- PRZEKAZANE DANE -
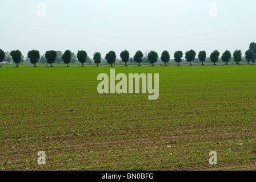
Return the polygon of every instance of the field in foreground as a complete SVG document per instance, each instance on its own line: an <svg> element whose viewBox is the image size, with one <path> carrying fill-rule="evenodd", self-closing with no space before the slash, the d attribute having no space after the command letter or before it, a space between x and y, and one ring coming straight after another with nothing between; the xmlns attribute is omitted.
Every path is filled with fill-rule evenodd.
<svg viewBox="0 0 256 182"><path fill-rule="evenodd" d="M158 100L98 94L110 68L0 68L0 170L256 169L256 66L114 68L159 73Z"/></svg>

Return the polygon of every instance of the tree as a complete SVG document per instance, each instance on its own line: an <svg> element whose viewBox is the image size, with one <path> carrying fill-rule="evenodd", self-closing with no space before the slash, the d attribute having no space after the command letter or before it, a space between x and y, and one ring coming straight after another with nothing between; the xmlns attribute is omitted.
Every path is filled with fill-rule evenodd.
<svg viewBox="0 0 256 182"><path fill-rule="evenodd" d="M232 55L231 55L230 51L226 50L222 54L222 56L221 56L221 60L223 62L226 62L226 65L227 65L227 63L230 61L231 56Z"/></svg>
<svg viewBox="0 0 256 182"><path fill-rule="evenodd" d="M252 42L250 44L250 47L249 49L253 51L253 53L255 54L256 53L256 43L255 42ZM255 62L255 60L256 60L256 58L254 59L254 57L253 58L253 63Z"/></svg>
<svg viewBox="0 0 256 182"><path fill-rule="evenodd" d="M62 58L64 63L67 65L67 67L69 67L69 64L71 62L71 51L66 50L62 55Z"/></svg>
<svg viewBox="0 0 256 182"><path fill-rule="evenodd" d="M248 61L248 64L250 64L250 61L253 59L254 53L251 49L248 49L245 52L245 59Z"/></svg>
<svg viewBox="0 0 256 182"><path fill-rule="evenodd" d="M187 51L186 52L185 59L187 60L187 62L189 62L190 63L190 66L192 65L191 62L194 61L196 55L197 53L195 53L195 51L193 49L191 49L190 51Z"/></svg>
<svg viewBox="0 0 256 182"><path fill-rule="evenodd" d="M115 59L117 59L117 55L114 51L111 51L106 55L105 59L107 60L107 63L110 64L110 67L113 67L113 64L115 63Z"/></svg>
<svg viewBox="0 0 256 182"><path fill-rule="evenodd" d="M182 61L182 58L183 57L183 52L181 51L176 51L174 53L174 61L178 63L178 65L179 66L179 63Z"/></svg>
<svg viewBox="0 0 256 182"><path fill-rule="evenodd" d="M42 64L45 64L46 63L46 59L45 58L45 56L43 55L42 55L40 59L38 60L38 63L42 63Z"/></svg>
<svg viewBox="0 0 256 182"><path fill-rule="evenodd" d="M51 64L50 67L53 67L52 64L54 63L57 57L57 52L55 51L48 51L45 53L45 58L47 63Z"/></svg>
<svg viewBox="0 0 256 182"><path fill-rule="evenodd" d="M126 63L129 61L130 53L128 51L125 50L120 53L120 57L122 59L122 61L125 63L125 66L127 67Z"/></svg>
<svg viewBox="0 0 256 182"><path fill-rule="evenodd" d="M164 51L162 53L161 59L165 63L165 66L167 66L166 63L170 61L170 53L167 51Z"/></svg>
<svg viewBox="0 0 256 182"><path fill-rule="evenodd" d="M21 51L19 50L12 51L10 52L10 55L11 56L13 61L17 64L15 67L18 67L18 64L19 62L21 62L21 57L22 56Z"/></svg>
<svg viewBox="0 0 256 182"><path fill-rule="evenodd" d="M198 59L202 62L202 65L203 65L203 62L206 60L206 52L205 51L200 51L198 53Z"/></svg>
<svg viewBox="0 0 256 182"><path fill-rule="evenodd" d="M77 58L77 56L74 52L71 53L71 63L78 63L78 60Z"/></svg>
<svg viewBox="0 0 256 182"><path fill-rule="evenodd" d="M37 50L30 51L27 53L27 57L30 59L31 63L34 64L34 67L37 67L35 64L40 58L40 53Z"/></svg>
<svg viewBox="0 0 256 182"><path fill-rule="evenodd" d="M94 63L97 64L97 67L99 67L99 64L101 63L101 54L99 52L97 52L93 55Z"/></svg>
<svg viewBox="0 0 256 182"><path fill-rule="evenodd" d="M57 64L61 64L63 63L63 59L62 59L62 52L60 51L57 51L57 56L56 57L56 59L54 61L54 63Z"/></svg>
<svg viewBox="0 0 256 182"><path fill-rule="evenodd" d="M149 63L152 64L152 67L154 67L154 64L157 62L157 59L158 58L158 54L154 51L151 51L150 53L149 53L148 59L149 60Z"/></svg>
<svg viewBox="0 0 256 182"><path fill-rule="evenodd" d="M0 63L3 62L5 60L5 51L0 49ZM2 67L0 65L0 67Z"/></svg>
<svg viewBox="0 0 256 182"><path fill-rule="evenodd" d="M77 54L77 57L78 61L82 63L82 67L84 67L83 64L86 61L87 52L85 51L78 51Z"/></svg>
<svg viewBox="0 0 256 182"><path fill-rule="evenodd" d="M210 55L210 59L211 59L211 62L214 63L213 65L216 65L216 62L219 60L219 52L217 50L215 50L211 52Z"/></svg>
<svg viewBox="0 0 256 182"><path fill-rule="evenodd" d="M235 64L239 64L239 62L242 61L241 50L235 50L233 53L234 61L237 63Z"/></svg>
<svg viewBox="0 0 256 182"><path fill-rule="evenodd" d="M139 67L141 67L140 63L142 63L143 53L141 51L138 51L133 57L133 60L136 63L139 64Z"/></svg>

- ZADANIE DO WYKONANIA -
Zacytuj słowo w słowo wszystkie powyższe dane, ale pomiń obrazy.

- WYKONANE ZADANIE -
Return the polygon of every instance of the field in foreground as a complete SVG document per instance, each instance on its own line: an <svg> element whose viewBox is the image size, with one <path> carrying fill-rule="evenodd", self-closing with no space before the slash, the d attribute having no space after the command letter or before it, a space between x and y, and one ring coming straight after another with nothing between; the xmlns attribute is omitted.
Every path is filled with fill-rule evenodd.
<svg viewBox="0 0 256 182"><path fill-rule="evenodd" d="M158 100L98 94L110 68L0 68L0 170L256 169L256 66L114 68L159 73Z"/></svg>

Return the polygon of every instance of the tree as a complete SVG document per instance, each instance on its own line: an <svg> element whose viewBox is the image size, with one <path> carrying fill-rule="evenodd", self-closing with no space before the slash, the d attribute having no space after the command letter or before it, a space between x and y, and one ring coming straight after another with nothing between; the xmlns attribute is omitted.
Every path is filled with fill-rule evenodd.
<svg viewBox="0 0 256 182"><path fill-rule="evenodd" d="M232 55L231 55L230 51L226 50L222 54L222 56L221 56L221 60L223 62L226 62L226 65L227 65L227 63L230 61L231 56Z"/></svg>
<svg viewBox="0 0 256 182"><path fill-rule="evenodd" d="M252 42L250 44L250 47L249 49L253 51L253 53L255 54L256 53L256 43L255 42ZM255 62L255 60L256 60L256 58L254 59L254 57L253 58L253 63Z"/></svg>
<svg viewBox="0 0 256 182"><path fill-rule="evenodd" d="M62 58L64 63L67 65L67 67L69 67L69 64L71 62L71 51L66 50L62 55Z"/></svg>
<svg viewBox="0 0 256 182"><path fill-rule="evenodd" d="M248 61L248 64L250 64L250 61L253 59L254 53L251 49L248 49L245 52L245 59Z"/></svg>
<svg viewBox="0 0 256 182"><path fill-rule="evenodd" d="M187 51L186 52L185 59L187 60L187 62L189 62L190 63L190 66L192 65L191 62L194 61L196 55L197 53L195 53L195 51L193 49L191 49L190 51Z"/></svg>
<svg viewBox="0 0 256 182"><path fill-rule="evenodd" d="M115 59L117 59L117 55L114 51L111 51L106 55L105 59L107 60L107 63L110 64L110 67L113 67L113 64L115 63Z"/></svg>
<svg viewBox="0 0 256 182"><path fill-rule="evenodd" d="M182 61L182 58L183 57L183 52L181 51L176 51L174 53L174 61L178 63L178 65L179 66L179 63Z"/></svg>
<svg viewBox="0 0 256 182"><path fill-rule="evenodd" d="M42 64L45 64L46 63L46 59L45 58L45 56L43 55L42 55L40 59L38 60L38 63L42 63Z"/></svg>
<svg viewBox="0 0 256 182"><path fill-rule="evenodd" d="M51 64L50 67L53 67L52 64L54 63L57 57L57 52L55 51L48 51L45 53L45 58L47 63Z"/></svg>
<svg viewBox="0 0 256 182"><path fill-rule="evenodd" d="M126 63L129 61L130 53L128 51L125 50L120 53L120 57L122 59L122 61L125 63L125 66L127 67Z"/></svg>
<svg viewBox="0 0 256 182"><path fill-rule="evenodd" d="M164 51L162 53L161 59L165 63L165 66L167 66L166 63L170 61L170 53L167 51Z"/></svg>
<svg viewBox="0 0 256 182"><path fill-rule="evenodd" d="M21 51L19 50L12 51L10 52L10 55L11 56L13 61L17 64L15 67L18 67L18 64L19 62L21 62L21 57L22 56Z"/></svg>
<svg viewBox="0 0 256 182"><path fill-rule="evenodd" d="M198 59L202 62L202 65L203 65L203 62L206 60L206 52L205 51L200 51L198 53Z"/></svg>
<svg viewBox="0 0 256 182"><path fill-rule="evenodd" d="M77 58L77 56L74 52L71 53L71 63L78 63L78 60Z"/></svg>
<svg viewBox="0 0 256 182"><path fill-rule="evenodd" d="M37 50L30 51L27 53L27 57L30 59L31 63L34 64L34 67L37 67L35 64L40 58L40 53Z"/></svg>
<svg viewBox="0 0 256 182"><path fill-rule="evenodd" d="M94 63L97 64L97 67L99 67L99 64L101 63L101 54L99 52L97 52L93 55Z"/></svg>
<svg viewBox="0 0 256 182"><path fill-rule="evenodd" d="M57 64L61 64L63 63L63 59L62 59L62 52L60 51L57 51L57 56L56 57L56 59L54 61L54 63Z"/></svg>
<svg viewBox="0 0 256 182"><path fill-rule="evenodd" d="M149 63L152 64L152 67L154 67L154 64L157 62L157 59L158 58L158 54L154 51L151 51L150 53L149 53L148 59L149 60Z"/></svg>
<svg viewBox="0 0 256 182"><path fill-rule="evenodd" d="M0 63L3 62L5 60L5 51L0 49ZM2 67L0 65L0 67Z"/></svg>
<svg viewBox="0 0 256 182"><path fill-rule="evenodd" d="M77 54L77 57L78 61L82 63L82 67L84 67L83 64L86 61L87 52L85 51L78 51Z"/></svg>
<svg viewBox="0 0 256 182"><path fill-rule="evenodd" d="M210 55L210 59L211 59L211 62L214 63L213 65L216 65L216 62L219 60L219 52L217 50L215 50L211 52Z"/></svg>
<svg viewBox="0 0 256 182"><path fill-rule="evenodd" d="M235 64L239 64L239 62L242 61L241 50L235 50L233 53L234 61L237 63Z"/></svg>
<svg viewBox="0 0 256 182"><path fill-rule="evenodd" d="M139 67L141 67L140 63L142 63L143 53L141 51L138 51L133 57L133 60L136 63L139 64Z"/></svg>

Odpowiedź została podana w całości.